▶ **Work instruction**
Print, word for word, every line from the beginning of the listing up to and including the line with "Please answer as". Pictures are to be excluded.

▶ **Extracted data**
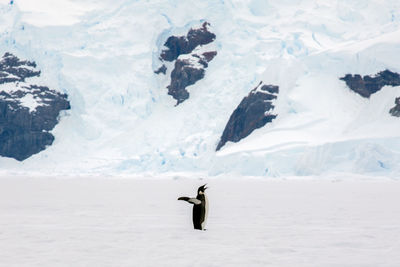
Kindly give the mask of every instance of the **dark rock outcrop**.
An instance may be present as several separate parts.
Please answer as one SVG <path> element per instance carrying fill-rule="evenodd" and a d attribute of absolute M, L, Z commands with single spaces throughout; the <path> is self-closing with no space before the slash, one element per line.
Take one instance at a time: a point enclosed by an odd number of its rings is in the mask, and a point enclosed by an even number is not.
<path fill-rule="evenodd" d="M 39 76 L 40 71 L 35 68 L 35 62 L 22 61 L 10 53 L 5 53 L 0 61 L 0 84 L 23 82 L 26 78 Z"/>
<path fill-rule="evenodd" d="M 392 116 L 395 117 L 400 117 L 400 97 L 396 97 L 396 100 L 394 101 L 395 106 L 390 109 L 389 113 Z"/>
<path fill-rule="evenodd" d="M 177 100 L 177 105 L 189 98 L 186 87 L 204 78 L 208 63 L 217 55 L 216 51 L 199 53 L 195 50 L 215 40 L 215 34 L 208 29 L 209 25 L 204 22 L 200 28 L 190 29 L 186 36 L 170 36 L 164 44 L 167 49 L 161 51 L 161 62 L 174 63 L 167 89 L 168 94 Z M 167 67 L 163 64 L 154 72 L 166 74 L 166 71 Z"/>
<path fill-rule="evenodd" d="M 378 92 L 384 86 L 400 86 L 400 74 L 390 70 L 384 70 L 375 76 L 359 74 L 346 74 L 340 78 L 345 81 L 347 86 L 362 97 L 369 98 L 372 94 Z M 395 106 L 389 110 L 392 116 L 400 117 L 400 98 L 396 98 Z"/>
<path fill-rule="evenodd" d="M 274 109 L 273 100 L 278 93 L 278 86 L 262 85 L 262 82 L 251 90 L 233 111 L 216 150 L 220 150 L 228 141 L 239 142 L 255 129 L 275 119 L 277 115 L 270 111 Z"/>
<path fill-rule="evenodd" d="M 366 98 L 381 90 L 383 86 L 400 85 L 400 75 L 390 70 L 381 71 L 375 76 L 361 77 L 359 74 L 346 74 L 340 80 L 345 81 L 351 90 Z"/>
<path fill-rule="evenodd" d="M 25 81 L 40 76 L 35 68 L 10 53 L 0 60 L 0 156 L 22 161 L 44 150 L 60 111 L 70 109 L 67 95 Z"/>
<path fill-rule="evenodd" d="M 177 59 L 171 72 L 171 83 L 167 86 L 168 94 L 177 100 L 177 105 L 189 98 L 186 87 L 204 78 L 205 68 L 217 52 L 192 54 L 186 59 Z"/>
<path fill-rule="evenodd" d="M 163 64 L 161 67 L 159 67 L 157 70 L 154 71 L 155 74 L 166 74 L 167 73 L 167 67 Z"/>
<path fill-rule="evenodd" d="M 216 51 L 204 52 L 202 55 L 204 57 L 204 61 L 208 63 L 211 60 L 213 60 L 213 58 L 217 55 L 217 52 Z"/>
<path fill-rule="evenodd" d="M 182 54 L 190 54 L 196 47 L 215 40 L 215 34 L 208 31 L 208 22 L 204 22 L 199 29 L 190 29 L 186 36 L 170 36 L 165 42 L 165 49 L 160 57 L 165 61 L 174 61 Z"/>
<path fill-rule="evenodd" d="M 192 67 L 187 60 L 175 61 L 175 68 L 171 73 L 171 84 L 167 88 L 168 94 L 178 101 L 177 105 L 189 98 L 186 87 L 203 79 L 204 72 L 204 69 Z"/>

▶ **Result of this task**
Kindly give the mask of every instance of the **dark rock outcrop**.
An instance may be present as several separate parts.
Please answer as one SVG <path> element per instance carrying fill-rule="evenodd" and a d attribute of absolute M, L, Z commands with single spaces throughout; the <path> is self-closing with no space before the slash, one element per line.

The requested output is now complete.